■ **Source extract**:

Empowerment / Coverage
Encourage subpolicies that cover different parts of the state space or yield high controllability. For instance, one might maximize mutual information between subpolicy latent codes and resulting states, ensuring distinct subpolicies lead to distinct outcomes. This fosters diverse skill discovery.
End-to-End Learning
Methods like Option-Critic [Bacon et al., 2017] embed option structure into a differentiable policy architecture and optimize for return. The subpolicies and termination functions emerge from gradient-based training, though careful regularization is often needed to avoid degenerate solutions (e.g., a single subpolicy doing everything).

5.8.4 Benefits of Temporal Abstraction

Reduced Planning Depth
Since each macro-action can span multiple timesteps, the effective decision horizon shrinks, often simplifying search or dynamic programming.

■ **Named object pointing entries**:
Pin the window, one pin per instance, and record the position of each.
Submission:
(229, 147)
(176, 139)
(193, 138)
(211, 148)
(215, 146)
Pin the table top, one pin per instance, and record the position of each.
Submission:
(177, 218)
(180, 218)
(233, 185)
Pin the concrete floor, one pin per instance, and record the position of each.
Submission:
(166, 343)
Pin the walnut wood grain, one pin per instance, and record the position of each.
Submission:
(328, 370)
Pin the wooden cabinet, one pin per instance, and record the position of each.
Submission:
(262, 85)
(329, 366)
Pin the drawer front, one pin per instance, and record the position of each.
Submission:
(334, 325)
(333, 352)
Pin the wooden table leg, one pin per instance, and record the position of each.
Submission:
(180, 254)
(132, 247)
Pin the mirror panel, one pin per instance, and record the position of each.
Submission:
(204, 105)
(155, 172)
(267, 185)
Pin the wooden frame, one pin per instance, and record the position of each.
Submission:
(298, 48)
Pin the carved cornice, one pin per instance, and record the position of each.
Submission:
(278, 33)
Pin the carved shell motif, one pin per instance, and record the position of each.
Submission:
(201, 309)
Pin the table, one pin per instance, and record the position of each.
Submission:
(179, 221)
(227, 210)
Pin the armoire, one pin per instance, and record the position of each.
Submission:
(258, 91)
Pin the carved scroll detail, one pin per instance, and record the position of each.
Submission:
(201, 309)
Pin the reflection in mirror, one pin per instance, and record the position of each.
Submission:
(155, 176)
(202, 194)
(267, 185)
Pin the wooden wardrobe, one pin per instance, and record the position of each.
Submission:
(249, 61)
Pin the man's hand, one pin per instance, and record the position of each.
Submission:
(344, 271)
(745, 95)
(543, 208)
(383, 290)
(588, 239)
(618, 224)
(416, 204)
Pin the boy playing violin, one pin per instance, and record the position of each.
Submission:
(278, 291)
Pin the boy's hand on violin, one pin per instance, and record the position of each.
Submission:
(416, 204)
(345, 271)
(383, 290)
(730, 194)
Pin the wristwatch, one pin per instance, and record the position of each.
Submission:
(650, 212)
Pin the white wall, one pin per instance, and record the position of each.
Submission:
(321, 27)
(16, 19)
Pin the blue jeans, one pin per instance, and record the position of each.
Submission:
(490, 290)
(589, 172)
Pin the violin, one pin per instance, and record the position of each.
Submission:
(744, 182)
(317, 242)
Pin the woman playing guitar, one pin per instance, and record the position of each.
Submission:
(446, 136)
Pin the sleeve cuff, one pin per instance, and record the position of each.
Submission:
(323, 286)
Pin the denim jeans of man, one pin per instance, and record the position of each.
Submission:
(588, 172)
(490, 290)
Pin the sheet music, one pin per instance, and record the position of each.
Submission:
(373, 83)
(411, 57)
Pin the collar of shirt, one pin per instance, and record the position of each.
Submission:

■ **Jobs**:
1. List every heading that appears in the hierarchical learning passage.
2. Recast the records as a Markdown table with the columns n and Line, one row per line with blank lines left out. Start with the line that contains "Pin the table, one" and go on through the last line of the records.

■ **Answers to the problems**:
1.
- Empowerment / Coverage
- End-to-End Learning
- 5.8.4 Benefits of Temporal Abstraction
- Reduced Planning Depth

2.
| n | Line |
|---|---|
| 1 | Pin the table, one pin per instance, and record the position of each. |
| 2 | Submission: |
| 3 | (179, 221) |
| 4 | (227, 210) |
| 5 | Pin the armoire, one pin per instance, and record the position of each. |
| 6 | Submission: |
| 7 | (258, 91) |
| 8 | Pin the carved scroll detail, one pin per instance, and record the position of each. |
| 9 | Submission: |
| 10 | (201, 309) |
| 11 | Pin the reflection in mirror, one pin per instance, and record the position of each. |
| 12 | Submission: |
| 13 | (155, 176) |
| 14 | (202, 194) |
| 15 | (267, 185) |
| 16 | Pin the wooden wardrobe, one pin per instance, and record the position of each. |
| 17 | Submission: |
| 18 | (249, 61) |
| 19 | Pin the man's hand, one pin per instance, and record the position of each. |
| 20 | Submission: |
| 21 | (344, 271) |
| 22 | (745, 95) |
| 23 | (543, 208) |
| 24 | (383, 290) |
| 25 | (588, 239) |
| 26 | (618, 224) |
| 27 | (416, 204) |
| 28 | Pin the boy playing violin, one pin per instance, and record the position of each. |
| 29 | Submission: |
| 30 | (278, 291) |
| 31 | Pin the boy's hand on violin, one pin per instance, and record the position of each. |
| 32 | Submission: |
| 33 | (416, 204) |
| 34 | (345, 271) |
| 35 | (383, 290) |
| 36 | (730, 194) |
| 37 | Pin the wristwatch, one pin per instance, and record the position of each. |
| 38 | Submission: |
| 39 | (650, 212) |
| 40 | Pin the white wall, one pin per instance, and record the position of each. |
| 41 | Submission: |
| 42 | (321, 27) |
| 43 | (16, 19) |
| 44 | Pin the blue jeans, one pin per instance, and record the position of each. |
| 45 | Submission: |
| 46 | (490, 290) |
| 47 | (589, 172) |
| 48 | Pin the violin, one pin per instance, and record the position of each. |
| 49 | Submission: |
| 50 | (744, 182) |
| 51 | (317, 242) |
| 52 | Pin the woman playing guitar, one pin per instance, and record the position of each. |
| 53 | Submission: |
| 54 | (446, 136) |
| 55 | Pin the sleeve cuff, one pin per instance, and record the position of each. |
| 56 | Submission: |
| 57 | (323, 286) |
| 58 | Pin the denim jeans of man, one pin per instance, and record the position of each. |
| 59 | Submission: |
| 60 | (588, 172) |
| 61 | (490, 290) |
| 62 | Pin the sheet music, one pin per instance, and record the position of each. |
| 63 | Submission: |
| 64 | (373, 83) |
| 65 | (411, 57) |
| 66 | Pin the collar of shirt, one pin per instance, and record the position of each. |
| 67 | Submission: |